● **DIRECTIONS FOR THIS TASK**: Extract and copy every line of the data below that contains the word "right". Letter case matters.

● **SUPPLIED ENTRIES**:
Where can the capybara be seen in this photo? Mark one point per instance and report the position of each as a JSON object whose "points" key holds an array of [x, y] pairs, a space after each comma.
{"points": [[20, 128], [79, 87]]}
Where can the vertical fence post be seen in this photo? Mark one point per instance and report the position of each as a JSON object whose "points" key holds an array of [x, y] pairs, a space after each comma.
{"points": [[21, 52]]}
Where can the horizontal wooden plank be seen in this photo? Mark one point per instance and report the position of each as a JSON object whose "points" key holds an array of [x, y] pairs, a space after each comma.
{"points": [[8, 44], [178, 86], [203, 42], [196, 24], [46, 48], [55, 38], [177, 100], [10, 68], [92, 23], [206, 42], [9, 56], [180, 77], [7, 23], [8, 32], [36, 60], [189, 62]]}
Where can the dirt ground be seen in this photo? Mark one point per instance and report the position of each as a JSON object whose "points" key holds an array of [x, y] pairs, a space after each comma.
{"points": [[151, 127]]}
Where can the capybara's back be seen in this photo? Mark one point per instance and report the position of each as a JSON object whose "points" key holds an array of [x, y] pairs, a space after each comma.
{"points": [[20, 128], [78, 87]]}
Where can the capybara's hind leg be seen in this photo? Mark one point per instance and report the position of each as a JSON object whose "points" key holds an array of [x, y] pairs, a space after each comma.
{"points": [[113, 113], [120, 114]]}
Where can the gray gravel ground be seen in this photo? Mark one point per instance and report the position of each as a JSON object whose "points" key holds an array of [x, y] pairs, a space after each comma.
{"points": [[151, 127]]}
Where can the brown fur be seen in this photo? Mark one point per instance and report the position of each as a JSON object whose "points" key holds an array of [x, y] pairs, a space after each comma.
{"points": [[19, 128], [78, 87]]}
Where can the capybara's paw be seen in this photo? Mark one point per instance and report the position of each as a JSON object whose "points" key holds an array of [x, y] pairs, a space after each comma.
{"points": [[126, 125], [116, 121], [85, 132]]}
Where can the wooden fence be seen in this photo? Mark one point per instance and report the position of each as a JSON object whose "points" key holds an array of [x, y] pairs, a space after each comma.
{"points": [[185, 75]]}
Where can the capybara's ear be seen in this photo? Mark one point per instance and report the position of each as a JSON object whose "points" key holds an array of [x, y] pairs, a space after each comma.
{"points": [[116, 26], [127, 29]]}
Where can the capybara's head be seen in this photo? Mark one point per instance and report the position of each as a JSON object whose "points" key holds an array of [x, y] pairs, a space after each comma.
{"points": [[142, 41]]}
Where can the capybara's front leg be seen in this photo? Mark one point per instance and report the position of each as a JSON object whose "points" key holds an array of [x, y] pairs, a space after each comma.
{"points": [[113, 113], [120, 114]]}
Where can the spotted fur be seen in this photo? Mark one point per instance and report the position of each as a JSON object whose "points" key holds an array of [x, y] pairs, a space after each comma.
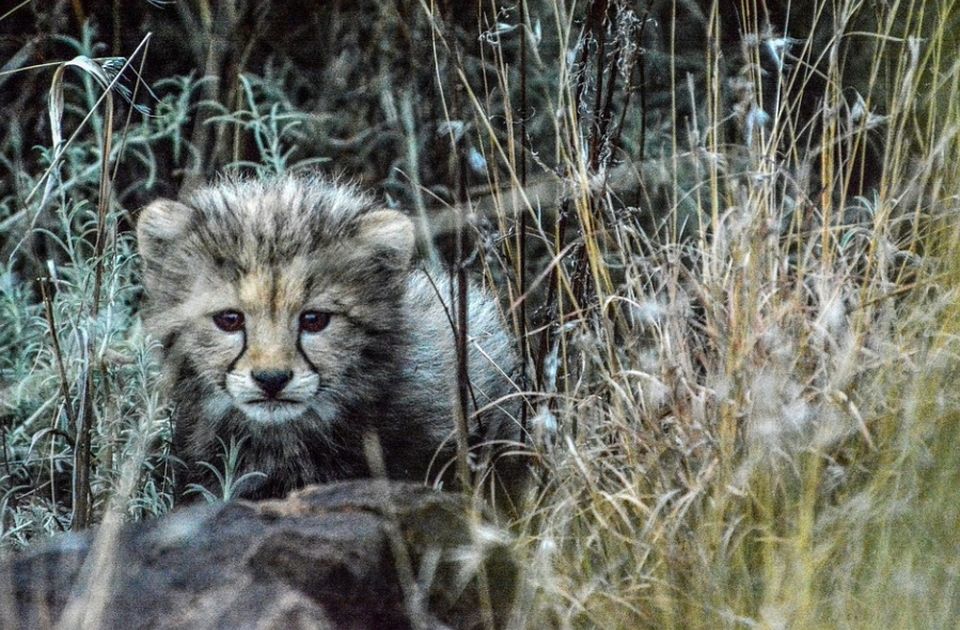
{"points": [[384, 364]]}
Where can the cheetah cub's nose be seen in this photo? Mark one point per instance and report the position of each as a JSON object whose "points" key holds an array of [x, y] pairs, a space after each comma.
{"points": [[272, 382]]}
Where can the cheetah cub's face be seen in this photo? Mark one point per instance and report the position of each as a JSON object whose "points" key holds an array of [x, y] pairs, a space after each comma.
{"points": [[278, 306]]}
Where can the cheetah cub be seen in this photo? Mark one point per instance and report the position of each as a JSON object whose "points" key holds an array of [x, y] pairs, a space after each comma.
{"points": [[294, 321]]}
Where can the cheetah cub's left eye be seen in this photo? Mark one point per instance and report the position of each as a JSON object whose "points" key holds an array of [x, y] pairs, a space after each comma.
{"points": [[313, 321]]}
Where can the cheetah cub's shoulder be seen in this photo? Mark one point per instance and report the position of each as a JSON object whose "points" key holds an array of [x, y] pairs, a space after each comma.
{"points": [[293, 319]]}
---
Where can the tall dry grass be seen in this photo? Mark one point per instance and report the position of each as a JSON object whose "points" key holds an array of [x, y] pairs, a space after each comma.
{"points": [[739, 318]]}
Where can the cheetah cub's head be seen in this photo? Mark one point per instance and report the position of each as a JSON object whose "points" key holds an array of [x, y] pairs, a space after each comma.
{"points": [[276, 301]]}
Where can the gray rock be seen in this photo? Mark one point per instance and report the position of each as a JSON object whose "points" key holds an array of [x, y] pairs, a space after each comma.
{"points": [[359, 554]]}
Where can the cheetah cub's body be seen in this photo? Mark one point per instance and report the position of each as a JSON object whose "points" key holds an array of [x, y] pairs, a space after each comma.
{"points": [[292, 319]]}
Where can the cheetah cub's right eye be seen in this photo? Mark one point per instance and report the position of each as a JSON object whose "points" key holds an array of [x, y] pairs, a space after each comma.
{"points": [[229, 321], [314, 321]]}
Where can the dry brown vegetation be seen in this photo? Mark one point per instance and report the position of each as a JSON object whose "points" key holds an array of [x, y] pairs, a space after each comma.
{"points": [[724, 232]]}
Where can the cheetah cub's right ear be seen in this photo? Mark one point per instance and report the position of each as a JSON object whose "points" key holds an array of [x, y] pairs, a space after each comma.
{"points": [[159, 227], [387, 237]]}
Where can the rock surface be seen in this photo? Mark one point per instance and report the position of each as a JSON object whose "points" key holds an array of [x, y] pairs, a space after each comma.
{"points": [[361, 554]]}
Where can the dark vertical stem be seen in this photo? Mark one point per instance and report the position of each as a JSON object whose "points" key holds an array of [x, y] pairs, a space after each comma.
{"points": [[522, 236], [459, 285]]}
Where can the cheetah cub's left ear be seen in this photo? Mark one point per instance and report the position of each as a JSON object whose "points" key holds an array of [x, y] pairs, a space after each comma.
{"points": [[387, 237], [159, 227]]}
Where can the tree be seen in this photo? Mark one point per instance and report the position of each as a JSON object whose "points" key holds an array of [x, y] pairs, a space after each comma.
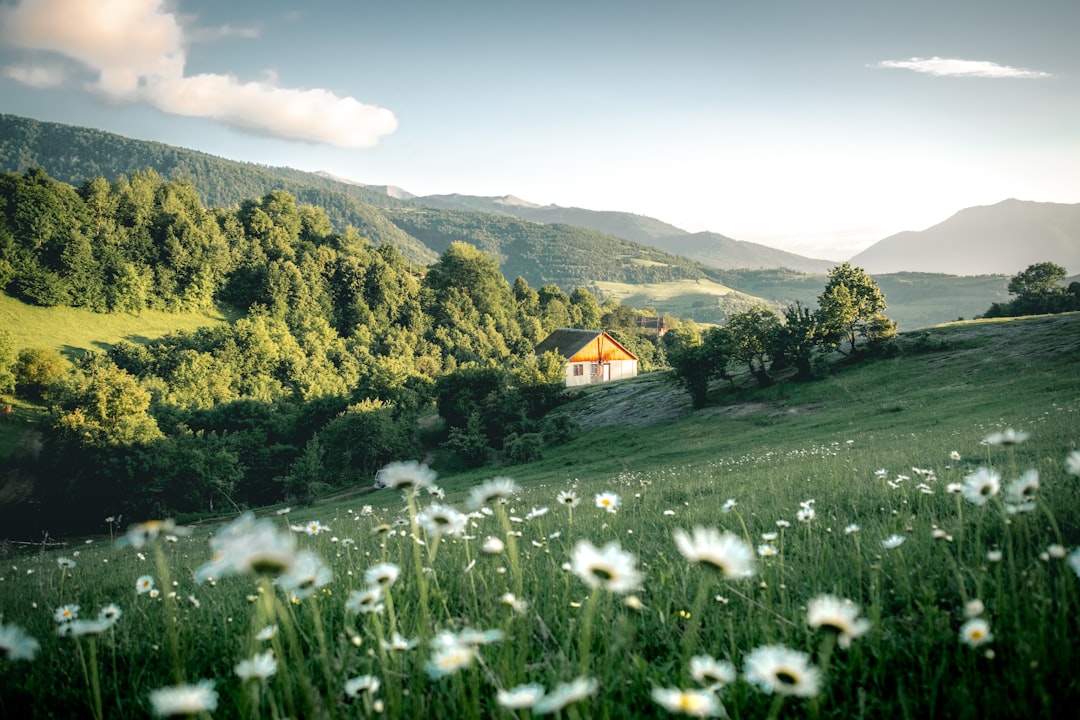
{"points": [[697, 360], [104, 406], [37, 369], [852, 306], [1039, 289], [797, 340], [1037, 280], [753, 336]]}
...
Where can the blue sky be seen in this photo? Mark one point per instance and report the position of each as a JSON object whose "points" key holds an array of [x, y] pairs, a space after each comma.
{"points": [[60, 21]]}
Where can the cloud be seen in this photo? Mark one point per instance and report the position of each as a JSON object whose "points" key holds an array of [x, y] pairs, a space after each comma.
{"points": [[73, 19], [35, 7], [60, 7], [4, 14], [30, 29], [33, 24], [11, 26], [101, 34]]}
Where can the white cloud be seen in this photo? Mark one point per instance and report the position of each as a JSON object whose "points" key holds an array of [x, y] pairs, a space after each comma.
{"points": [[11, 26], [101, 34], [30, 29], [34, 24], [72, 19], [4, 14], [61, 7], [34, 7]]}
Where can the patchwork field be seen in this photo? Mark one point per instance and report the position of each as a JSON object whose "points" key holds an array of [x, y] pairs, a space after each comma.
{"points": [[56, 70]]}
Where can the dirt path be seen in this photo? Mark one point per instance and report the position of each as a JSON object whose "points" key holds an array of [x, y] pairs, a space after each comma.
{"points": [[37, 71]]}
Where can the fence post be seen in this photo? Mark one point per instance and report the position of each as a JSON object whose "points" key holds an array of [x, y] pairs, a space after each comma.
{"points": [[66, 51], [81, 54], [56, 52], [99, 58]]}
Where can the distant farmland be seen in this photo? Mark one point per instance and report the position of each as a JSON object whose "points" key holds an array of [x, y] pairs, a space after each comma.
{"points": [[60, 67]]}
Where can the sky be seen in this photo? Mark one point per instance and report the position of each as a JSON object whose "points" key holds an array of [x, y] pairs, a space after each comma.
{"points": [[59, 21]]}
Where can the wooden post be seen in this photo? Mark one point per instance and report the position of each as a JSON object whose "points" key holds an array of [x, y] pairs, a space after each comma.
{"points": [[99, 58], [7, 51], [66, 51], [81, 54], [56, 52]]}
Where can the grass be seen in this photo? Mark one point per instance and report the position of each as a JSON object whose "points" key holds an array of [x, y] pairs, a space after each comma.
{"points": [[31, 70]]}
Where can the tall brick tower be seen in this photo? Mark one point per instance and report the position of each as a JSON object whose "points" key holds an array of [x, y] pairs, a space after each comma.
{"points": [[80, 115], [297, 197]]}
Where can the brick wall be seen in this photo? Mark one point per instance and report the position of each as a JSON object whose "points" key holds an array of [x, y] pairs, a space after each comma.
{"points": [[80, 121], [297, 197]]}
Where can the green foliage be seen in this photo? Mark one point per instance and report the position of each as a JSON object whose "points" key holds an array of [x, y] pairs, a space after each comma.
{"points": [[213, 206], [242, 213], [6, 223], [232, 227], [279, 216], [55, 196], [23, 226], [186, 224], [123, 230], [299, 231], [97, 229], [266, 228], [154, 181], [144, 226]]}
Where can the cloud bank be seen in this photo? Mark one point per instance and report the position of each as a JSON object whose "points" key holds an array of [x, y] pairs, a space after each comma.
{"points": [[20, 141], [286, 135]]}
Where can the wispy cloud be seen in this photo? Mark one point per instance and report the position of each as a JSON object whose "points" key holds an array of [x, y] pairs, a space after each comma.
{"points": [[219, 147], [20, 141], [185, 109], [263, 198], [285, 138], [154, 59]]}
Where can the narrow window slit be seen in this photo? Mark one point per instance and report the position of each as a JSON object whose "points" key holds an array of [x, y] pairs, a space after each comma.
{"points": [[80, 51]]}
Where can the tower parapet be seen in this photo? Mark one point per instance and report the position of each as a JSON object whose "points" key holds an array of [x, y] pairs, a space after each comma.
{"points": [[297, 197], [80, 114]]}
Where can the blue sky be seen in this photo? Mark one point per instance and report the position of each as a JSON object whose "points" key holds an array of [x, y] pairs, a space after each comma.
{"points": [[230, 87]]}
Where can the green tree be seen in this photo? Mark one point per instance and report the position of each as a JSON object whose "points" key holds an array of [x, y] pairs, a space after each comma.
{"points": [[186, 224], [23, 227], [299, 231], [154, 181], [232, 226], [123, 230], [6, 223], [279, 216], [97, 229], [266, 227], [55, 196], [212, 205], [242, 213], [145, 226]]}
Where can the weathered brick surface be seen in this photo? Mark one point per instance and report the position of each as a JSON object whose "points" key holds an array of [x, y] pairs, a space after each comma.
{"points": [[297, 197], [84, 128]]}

● **FINISHED TASK**:
Where can the cheetah cub's right eye be seen in this photo? Mark one point per instance and report the position of each as a JSON object whose "points" key holds an array of [x, y] pairs, a space after each comma.
Where can the cheetah cub's right ear be seen in this photo? Mark one point per instance and report the position of each as a JSON object whose "points" key holds an array of [x, y] pairs, a space after each comma.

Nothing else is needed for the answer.